Exercise goal
Would you give the data below back exactly as it reads?

Records to process
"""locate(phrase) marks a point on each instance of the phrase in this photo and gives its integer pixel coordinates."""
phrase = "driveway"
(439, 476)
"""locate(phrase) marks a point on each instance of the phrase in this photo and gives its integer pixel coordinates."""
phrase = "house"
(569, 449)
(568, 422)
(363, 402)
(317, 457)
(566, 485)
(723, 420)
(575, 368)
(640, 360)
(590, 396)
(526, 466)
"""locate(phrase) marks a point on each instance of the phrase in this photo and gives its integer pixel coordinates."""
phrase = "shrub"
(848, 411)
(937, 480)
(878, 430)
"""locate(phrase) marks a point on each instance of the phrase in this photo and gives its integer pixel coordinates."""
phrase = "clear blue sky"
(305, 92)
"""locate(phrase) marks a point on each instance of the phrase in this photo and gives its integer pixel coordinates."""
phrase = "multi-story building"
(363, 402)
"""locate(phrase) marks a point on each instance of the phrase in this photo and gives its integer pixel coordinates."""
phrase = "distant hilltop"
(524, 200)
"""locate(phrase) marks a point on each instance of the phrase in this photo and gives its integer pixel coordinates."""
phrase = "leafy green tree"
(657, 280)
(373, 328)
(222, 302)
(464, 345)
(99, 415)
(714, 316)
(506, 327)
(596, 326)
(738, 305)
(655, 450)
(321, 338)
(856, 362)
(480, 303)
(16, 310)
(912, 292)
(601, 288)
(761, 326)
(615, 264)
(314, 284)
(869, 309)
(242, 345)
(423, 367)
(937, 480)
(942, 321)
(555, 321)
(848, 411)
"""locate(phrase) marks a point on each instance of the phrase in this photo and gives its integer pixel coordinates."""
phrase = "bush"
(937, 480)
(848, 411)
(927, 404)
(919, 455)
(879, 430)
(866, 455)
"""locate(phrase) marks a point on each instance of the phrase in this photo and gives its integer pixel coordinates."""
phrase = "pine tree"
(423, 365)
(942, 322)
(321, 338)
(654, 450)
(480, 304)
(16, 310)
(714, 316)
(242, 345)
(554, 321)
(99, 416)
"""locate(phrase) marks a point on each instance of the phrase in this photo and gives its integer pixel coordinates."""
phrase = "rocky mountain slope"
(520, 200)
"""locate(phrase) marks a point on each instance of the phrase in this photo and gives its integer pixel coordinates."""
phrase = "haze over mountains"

Solution to this task
"""locate(phrase) marks a point on each instance of the phrase in this photo and gives its integer pixel coordinates."""
phrase = "driveway"
(439, 476)
"""locate(phrase) marks a point on each instance of the phrase in this photo and gives its integer pixel coordinates."""
phrase = "house"
(569, 449)
(568, 422)
(363, 402)
(317, 457)
(566, 485)
(723, 420)
(575, 368)
(640, 360)
(590, 396)
(526, 466)
"""locate(phrase) marks a point on each instance of the phrase in this photo and gives its integer pixel coordinates."""
phrase = "shrub"
(848, 411)
(937, 480)
(878, 430)
"""locate(phrase) marks a point on each instance of the phrase in this photo and gives its integer pixel coordinates."""
phrase = "clear blue sky"
(305, 92)
"""locate(phrase) marks a point on each instance of the phrase in this photo and gives its integer pixel coordinates."""
phrase = "multi-story building"
(363, 402)
"""locate(phrase) marks a point on each instance of the phrase in this photo and gives its integer pixel coordinates."""
phrase = "distant hilltop"
(524, 200)
"""locate(phrase) marks a point on each instance of the phrase in this photo and gives its integer pixel coordinates."""
phrase = "leafy green tree"
(657, 280)
(373, 328)
(222, 302)
(464, 345)
(99, 415)
(714, 316)
(506, 327)
(596, 326)
(738, 305)
(655, 450)
(321, 338)
(856, 362)
(480, 303)
(16, 310)
(912, 292)
(601, 288)
(761, 326)
(615, 264)
(314, 284)
(869, 309)
(242, 345)
(423, 367)
(937, 480)
(942, 321)
(555, 321)
(848, 411)
"""locate(phrase) marks a point on each instance of the phrase in this photo and gives its integer pixel coordinates."""
phrase = "bush"
(937, 480)
(848, 411)
(927, 404)
(919, 455)
(879, 430)
(866, 455)
"""locate(phrase) marks a point on each instance of the phrase in this photo and gives its integer pixel coordinates."""
phrase = "pine tree"
(423, 365)
(942, 322)
(321, 338)
(654, 450)
(480, 304)
(16, 310)
(714, 316)
(242, 345)
(554, 321)
(99, 416)
"""locate(phrase) marks a point on each instance of the phrase in this photo and gives its integer pixel coordinates."""
phrase = "rocky mountain slope"
(520, 200)
"""locate(phrase) marks a point on each instance of the phrase in this photo and gives its integer pixel coordinates."""
phrase = "haze over mountains"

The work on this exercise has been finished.